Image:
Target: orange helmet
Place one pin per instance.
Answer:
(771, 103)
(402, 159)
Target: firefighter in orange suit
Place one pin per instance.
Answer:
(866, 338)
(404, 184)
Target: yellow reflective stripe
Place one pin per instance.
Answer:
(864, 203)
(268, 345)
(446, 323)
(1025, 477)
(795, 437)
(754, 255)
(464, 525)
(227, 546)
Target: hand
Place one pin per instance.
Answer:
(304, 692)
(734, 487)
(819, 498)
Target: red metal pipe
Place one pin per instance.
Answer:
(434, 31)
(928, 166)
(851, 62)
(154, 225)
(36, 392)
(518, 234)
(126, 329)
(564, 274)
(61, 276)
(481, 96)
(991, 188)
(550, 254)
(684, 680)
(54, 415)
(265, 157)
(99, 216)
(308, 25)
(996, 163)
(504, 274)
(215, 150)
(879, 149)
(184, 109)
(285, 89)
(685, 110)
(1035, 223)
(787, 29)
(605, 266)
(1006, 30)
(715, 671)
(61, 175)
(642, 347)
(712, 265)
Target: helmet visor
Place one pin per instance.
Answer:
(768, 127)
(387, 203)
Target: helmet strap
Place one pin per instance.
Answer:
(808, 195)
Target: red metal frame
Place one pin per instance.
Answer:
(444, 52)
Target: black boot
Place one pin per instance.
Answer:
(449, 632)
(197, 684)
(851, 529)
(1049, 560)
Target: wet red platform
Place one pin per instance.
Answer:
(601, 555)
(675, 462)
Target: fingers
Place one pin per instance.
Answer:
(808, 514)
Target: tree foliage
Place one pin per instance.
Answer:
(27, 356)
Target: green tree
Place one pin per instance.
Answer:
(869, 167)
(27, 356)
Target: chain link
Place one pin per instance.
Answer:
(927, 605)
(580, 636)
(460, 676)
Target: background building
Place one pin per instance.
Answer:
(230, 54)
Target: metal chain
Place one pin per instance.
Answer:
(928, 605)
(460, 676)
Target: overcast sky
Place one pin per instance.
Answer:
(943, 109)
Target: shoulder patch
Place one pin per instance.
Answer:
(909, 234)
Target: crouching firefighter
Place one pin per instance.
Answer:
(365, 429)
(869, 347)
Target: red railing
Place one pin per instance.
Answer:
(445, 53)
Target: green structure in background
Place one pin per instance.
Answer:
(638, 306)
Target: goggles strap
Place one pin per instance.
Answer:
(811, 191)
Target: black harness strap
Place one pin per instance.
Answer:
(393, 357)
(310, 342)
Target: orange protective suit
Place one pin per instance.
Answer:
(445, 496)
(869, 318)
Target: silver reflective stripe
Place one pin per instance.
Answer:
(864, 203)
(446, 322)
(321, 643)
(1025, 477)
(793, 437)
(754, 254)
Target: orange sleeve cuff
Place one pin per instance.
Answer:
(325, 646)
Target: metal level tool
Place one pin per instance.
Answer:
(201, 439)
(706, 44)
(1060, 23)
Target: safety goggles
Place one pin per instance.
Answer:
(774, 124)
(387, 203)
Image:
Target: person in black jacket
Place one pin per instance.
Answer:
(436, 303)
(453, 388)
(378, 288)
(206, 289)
....................
EXERCISE: Wherever the word "reflective" appears in the entries above, copy that whole line.

EXERCISE SOLUTION:
Target: yellow reflective stripe
Target: silver reflective stripe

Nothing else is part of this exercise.